__小問 1__: 以下のレコードのうち、文字列「roof」を含む行を数え、その数だけを答えよ。大文字と小文字は区別する。

═════ 文書抜粋

紫の花 | zappaはzappingがお好き

紫の花

高校を卒業してオッサン自動車(爆)に就職した私は、「音楽に関わる仕事がしたい」とう大雑把な夢を諦めきれずに、20歳で会社を辞めた。

まだ世間知らずで純情(死語)だった私はその後新聞広告の「旅行・BGMが好きな方」という求人広告を見て、ある会社に入った。

新聞の求人広告で職探しをしていた時代の話ですな(^_^;)フロム・エーもanも「きゃりーぱむぴゃむ」もない時代。

最後は人やないか!

しかもちゃんと言えてないし!

それにしても「旅行」はいいけど「BGMが好きな人」ってどんな求人広告やねん。
それ見て「音楽関係の仕事かも」と思った、上京したてのりんごのようなほっぺの自分、ピュアでしたね。

すいません。嘘をつきました。
「三丁目の夕日」のホリキタちゃん気取りでした。

══════════

__小問 2__: 上の文章を最初から最後まで一字一句違えずに書き写せ。

═════ 提供データ

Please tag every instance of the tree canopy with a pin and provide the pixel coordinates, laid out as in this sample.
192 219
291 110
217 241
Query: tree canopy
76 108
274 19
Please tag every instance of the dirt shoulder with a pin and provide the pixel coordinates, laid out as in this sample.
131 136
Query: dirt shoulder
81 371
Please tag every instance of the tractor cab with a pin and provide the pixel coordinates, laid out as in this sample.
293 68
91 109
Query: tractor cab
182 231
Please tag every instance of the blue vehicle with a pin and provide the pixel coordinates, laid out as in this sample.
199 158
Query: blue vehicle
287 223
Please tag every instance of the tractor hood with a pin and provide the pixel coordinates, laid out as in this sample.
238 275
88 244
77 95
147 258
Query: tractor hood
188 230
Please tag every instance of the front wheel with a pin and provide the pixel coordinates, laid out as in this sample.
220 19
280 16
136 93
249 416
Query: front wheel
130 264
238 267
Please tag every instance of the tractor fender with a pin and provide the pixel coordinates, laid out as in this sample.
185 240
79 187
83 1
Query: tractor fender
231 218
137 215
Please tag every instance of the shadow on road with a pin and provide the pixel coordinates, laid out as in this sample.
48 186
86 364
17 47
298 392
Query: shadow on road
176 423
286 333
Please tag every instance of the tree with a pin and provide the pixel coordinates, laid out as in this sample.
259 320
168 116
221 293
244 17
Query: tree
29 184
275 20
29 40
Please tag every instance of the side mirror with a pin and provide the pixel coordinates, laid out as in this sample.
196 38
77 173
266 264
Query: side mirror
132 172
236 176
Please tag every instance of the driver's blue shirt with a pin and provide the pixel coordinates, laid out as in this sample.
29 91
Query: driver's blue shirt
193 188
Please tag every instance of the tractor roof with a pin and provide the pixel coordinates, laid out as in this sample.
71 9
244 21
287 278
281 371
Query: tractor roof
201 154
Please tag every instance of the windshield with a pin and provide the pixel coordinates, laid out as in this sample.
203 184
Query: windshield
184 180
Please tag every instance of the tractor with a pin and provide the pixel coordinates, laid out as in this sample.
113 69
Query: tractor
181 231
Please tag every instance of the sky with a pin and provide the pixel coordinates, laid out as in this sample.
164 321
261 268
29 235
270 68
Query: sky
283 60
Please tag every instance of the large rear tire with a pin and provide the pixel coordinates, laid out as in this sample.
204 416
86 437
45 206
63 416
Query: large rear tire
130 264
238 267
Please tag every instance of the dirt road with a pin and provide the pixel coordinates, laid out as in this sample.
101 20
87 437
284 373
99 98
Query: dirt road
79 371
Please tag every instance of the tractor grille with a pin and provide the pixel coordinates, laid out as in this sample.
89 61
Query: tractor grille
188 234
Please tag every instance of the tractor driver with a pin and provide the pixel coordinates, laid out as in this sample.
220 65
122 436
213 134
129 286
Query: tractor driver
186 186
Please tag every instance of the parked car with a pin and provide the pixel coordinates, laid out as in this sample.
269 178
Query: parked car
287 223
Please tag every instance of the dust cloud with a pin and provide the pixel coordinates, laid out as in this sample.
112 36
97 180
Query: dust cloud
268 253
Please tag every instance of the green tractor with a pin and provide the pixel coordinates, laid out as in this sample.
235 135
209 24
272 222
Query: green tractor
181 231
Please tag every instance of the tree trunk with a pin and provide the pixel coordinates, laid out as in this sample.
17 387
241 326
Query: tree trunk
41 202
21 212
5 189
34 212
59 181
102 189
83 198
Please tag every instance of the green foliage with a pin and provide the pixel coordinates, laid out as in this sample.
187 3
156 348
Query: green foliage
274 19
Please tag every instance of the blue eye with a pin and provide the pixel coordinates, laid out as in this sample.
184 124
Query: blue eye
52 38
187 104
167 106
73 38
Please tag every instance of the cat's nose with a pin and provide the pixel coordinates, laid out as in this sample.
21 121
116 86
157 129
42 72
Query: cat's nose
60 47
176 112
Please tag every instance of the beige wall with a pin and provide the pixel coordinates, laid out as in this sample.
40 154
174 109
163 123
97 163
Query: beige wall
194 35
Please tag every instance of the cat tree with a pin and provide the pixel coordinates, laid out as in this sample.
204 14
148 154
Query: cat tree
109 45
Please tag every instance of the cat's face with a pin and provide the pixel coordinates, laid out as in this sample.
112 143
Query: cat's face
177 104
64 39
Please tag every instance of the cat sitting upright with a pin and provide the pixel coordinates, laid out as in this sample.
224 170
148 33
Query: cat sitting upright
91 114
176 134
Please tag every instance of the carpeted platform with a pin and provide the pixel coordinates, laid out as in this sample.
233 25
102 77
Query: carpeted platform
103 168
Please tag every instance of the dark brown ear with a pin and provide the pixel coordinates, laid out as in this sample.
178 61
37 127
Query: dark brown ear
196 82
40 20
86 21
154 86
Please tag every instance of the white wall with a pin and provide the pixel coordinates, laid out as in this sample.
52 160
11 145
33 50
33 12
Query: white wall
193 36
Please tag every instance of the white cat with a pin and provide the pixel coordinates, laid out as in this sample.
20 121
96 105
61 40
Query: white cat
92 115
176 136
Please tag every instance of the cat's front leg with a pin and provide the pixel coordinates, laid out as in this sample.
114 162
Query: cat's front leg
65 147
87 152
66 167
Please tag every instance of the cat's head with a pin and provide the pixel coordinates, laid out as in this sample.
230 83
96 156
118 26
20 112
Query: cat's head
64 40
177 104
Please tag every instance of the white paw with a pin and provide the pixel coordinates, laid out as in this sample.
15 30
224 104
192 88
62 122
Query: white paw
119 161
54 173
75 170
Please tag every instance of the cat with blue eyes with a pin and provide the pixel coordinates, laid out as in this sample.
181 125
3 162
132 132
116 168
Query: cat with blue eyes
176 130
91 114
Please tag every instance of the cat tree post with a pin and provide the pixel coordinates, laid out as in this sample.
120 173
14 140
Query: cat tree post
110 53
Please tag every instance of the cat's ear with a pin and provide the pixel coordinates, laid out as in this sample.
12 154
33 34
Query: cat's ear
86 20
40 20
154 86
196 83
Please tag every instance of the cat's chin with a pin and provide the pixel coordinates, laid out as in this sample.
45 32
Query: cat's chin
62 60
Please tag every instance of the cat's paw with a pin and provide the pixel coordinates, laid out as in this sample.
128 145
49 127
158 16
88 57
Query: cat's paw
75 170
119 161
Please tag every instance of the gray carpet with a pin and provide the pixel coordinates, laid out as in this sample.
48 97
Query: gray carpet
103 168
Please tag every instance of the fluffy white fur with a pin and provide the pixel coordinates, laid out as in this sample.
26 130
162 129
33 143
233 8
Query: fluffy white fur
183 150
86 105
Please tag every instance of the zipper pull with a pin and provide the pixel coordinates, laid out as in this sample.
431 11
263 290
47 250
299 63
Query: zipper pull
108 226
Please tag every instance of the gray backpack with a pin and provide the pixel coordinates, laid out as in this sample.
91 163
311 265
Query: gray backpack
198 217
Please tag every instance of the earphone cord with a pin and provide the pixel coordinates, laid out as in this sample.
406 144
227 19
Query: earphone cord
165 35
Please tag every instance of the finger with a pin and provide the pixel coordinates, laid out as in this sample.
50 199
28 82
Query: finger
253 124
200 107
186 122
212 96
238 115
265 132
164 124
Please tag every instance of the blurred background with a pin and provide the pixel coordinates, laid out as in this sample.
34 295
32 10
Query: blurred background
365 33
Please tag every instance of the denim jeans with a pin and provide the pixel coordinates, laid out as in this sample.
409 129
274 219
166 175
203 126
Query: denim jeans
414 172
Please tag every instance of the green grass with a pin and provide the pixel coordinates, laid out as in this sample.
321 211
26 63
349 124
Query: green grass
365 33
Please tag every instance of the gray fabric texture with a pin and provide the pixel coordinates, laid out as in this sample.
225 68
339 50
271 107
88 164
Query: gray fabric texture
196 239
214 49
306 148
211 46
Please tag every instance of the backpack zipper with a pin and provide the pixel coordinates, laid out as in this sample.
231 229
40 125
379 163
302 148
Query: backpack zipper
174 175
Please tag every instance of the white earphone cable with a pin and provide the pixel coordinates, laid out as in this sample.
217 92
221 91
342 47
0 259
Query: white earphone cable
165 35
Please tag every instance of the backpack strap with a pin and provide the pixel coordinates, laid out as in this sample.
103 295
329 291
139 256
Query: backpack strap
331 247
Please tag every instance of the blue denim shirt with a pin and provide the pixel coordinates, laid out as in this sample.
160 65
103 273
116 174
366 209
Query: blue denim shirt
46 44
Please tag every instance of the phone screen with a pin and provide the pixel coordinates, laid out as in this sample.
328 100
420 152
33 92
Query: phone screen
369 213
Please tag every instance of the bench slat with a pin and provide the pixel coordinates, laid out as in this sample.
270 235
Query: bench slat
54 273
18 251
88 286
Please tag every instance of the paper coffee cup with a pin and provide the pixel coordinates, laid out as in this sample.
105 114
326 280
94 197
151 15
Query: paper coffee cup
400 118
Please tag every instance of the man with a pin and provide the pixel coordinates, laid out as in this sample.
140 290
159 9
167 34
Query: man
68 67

══════════

__記述解答 1__: 2

__記述解答 2__:
紫の花 | zappaはzappingがお好き

紫の花

高校を卒業してオッサン自動車(爆)に就職した私は、「音楽に関わる仕事がしたい」とう大雑把な夢を諦めきれずに、20歳で会社を辞めた。

まだ世間知らずで純情(死語)だった私はその後新聞広告の「旅行・BGMが好きな方」という求人広告を見て、ある会社に入った。

新聞の求人広告で職探しをしていた時代の話ですな(^_^;)フロム・エーもanも「きゃりーぱむぴゃむ」もない時代。

最後は人やないか!

しかもちゃんと言えてないし!

それにしても「旅行」はいいけど「BGMが好きな人」ってどんな求人広告やねん。
それ見て「音楽関係の仕事かも」と思った、上京したてのりんごのようなほっぺの自分、ピュアでしたね。

すいません。嘘をつきました。
「三丁目の夕日」のホリキタちゃん気取りでした。